[Pointing and labeling entries]
-- begin --

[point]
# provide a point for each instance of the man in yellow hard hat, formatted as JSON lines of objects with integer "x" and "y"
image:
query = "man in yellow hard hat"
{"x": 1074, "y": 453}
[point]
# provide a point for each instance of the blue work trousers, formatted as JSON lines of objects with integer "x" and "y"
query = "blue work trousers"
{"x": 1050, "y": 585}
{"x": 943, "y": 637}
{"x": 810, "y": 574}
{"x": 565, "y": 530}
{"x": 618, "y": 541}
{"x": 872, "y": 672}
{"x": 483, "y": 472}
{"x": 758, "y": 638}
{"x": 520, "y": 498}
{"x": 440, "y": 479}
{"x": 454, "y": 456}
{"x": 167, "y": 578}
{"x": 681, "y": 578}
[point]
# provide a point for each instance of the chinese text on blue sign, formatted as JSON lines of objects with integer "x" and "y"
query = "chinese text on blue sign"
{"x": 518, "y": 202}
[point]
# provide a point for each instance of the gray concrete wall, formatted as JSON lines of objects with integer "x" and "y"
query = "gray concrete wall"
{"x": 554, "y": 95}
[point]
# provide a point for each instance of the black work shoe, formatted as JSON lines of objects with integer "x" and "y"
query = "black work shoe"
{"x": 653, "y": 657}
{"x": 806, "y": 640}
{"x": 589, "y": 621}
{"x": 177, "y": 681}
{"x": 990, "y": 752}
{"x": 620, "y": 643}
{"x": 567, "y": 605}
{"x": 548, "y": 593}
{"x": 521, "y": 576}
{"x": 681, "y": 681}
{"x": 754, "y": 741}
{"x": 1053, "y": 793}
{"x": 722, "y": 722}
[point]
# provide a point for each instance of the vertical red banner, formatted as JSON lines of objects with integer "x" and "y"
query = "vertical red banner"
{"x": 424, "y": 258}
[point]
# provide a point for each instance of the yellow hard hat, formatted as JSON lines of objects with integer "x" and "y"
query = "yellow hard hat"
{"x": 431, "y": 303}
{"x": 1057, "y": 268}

-- end --

Goal of the exercise:
Show each line in the entries above that contains the word "sign", copying every such line in full.

Response below:
# provide a point for each instance of the chinese text on blue sign, formatted as JSON lines of objects with integer "x" and "y"
query = "chinese text on blue sign"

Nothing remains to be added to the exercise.